▶ **GIVEN TEXT**
:::::

Women around the world wield tremendous economic power. But, for the most part, the market women represent as investors is vastly untapped. This represents an enormous missed opportunity for women entrepreneurs.
Women control $20 trillion, or about 27% of the world's wealth. In the U.S. alone, women exercise decision making over $11.2 trillion of investable assets. And they don't just control the purse: They're filling it. In the U.S., women own 8 million businesses, with an annual economic impact of nearly 3 trillion. If American women-owned businesses made up a country, it would have the fifth-largest GDP in the world, ahead of the U.K. and France.
Yet much of this wealth is surprisingly on the sidelines particularly as it pertains to closing the funding gap for women entrepreneurs. According to recent research from the Center for Talent Innovation, an estimated $5 trillion of investible assets go unmanaged. Why? Women do not feel that the financial services industry--and, by extension, the world of venture capital--truly understands what they want from their wealth. As I explain in my book, Harness the Power of the Purse: Winning Women Investors, women have a unique value proposition when it comes to investing.

:::::

▶ **EXERCISE 1**
Decide whether each statement agrees with the passage on women's economic power. Answer yes or no for each and quote the deciding words from the passage.
(a) Women control about 27% of the world's wealth.
(b) Women in the U.S. own 3 million businesses.
(c) An estimated $5 trillion of investible assets go unmanaged.
The passage on women's economic power has no connection to the rows that come after it.

▶ **RECORD EXCERPTS**
:::::

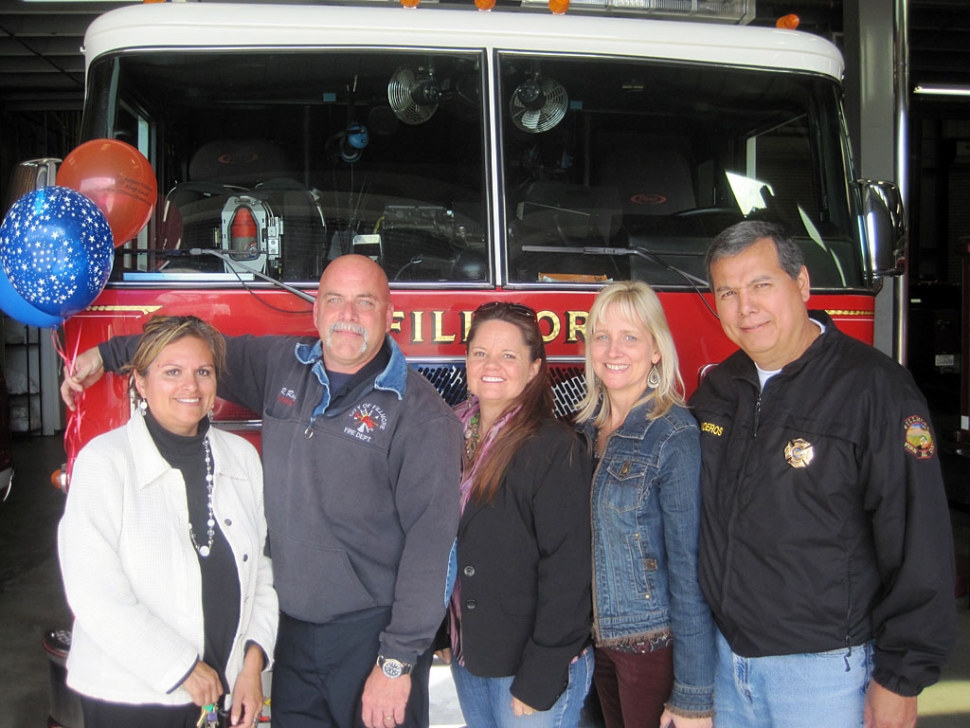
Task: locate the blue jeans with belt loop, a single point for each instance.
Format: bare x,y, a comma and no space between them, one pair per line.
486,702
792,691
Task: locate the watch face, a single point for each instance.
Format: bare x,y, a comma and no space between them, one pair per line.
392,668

:::::

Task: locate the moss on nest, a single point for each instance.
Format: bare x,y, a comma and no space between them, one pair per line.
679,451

:::::

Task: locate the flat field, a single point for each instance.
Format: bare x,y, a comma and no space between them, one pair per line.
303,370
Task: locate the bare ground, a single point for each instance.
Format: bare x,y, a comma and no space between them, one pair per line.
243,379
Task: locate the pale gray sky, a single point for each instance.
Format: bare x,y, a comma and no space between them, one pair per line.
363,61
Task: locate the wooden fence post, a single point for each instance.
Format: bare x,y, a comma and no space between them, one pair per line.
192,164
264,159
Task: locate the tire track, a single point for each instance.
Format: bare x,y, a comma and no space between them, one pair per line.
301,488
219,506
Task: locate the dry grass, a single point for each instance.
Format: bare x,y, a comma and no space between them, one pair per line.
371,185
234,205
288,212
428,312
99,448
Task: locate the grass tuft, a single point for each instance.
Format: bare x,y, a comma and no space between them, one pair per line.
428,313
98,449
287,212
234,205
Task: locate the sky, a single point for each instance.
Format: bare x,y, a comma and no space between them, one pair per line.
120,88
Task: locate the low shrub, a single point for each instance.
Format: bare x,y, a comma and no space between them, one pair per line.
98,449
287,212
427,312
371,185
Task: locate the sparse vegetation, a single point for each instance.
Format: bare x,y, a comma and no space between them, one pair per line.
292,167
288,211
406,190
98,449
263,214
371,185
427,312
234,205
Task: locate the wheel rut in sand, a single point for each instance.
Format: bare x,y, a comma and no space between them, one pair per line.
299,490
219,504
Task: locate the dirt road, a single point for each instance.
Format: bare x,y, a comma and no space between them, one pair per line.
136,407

:::::

▶ **EXERCISE 2**
Pull out every line of the rows that contains the string "grass".

▶ **OUTPUT 1**
(a) Yes: "Women control $20 trillion, or about 27% of the world's wealth."
(b) No: "In the U.S., women own 8 million businesses"
(c) Yes: "an estimated $5 trillion of investible assets go unmanaged"

▶ **OUTPUT 2**
Task: locate the dry grass, a single point for each instance.
Task: locate the grass tuft, a single point for each instance.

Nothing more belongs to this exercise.